**SET TASK:**
Copy out word for word everything from the beginning of the records down to and including the line that contains "[34, 108, 72, 315]".

Detection annotation records
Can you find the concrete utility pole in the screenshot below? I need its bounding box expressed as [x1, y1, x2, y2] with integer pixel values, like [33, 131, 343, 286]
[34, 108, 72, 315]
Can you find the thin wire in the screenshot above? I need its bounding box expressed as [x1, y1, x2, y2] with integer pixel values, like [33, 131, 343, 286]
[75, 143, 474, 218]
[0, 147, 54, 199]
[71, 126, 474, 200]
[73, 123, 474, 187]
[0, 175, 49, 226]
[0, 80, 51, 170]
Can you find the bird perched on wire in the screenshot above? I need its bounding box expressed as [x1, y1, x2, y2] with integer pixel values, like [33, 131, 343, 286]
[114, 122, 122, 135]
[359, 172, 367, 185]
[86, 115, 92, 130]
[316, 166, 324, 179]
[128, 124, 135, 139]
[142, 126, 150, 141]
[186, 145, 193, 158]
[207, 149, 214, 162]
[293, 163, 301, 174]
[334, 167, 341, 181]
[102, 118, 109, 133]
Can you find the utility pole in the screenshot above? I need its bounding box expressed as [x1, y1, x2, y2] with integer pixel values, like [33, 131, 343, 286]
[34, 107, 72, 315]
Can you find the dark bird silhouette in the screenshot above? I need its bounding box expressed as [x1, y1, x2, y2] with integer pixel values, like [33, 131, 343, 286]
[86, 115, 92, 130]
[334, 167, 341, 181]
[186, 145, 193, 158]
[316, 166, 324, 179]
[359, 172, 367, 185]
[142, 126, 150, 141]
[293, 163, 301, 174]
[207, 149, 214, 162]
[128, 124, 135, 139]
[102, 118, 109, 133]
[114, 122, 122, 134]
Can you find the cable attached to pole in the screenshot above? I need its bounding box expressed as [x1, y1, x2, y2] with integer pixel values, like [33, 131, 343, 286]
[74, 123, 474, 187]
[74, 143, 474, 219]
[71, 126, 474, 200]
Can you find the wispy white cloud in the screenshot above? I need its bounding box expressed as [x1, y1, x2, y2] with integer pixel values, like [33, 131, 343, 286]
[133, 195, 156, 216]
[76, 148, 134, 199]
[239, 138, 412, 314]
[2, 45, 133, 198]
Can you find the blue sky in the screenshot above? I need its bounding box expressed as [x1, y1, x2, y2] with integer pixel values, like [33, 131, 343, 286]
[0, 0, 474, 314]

**TASK ANSWER:**
Can you find the concrete utility pole in the screenshot below? I need its bounding box expressed as [x1, y1, x2, y2] with integer pixel values, like [33, 131, 343, 286]
[34, 108, 72, 315]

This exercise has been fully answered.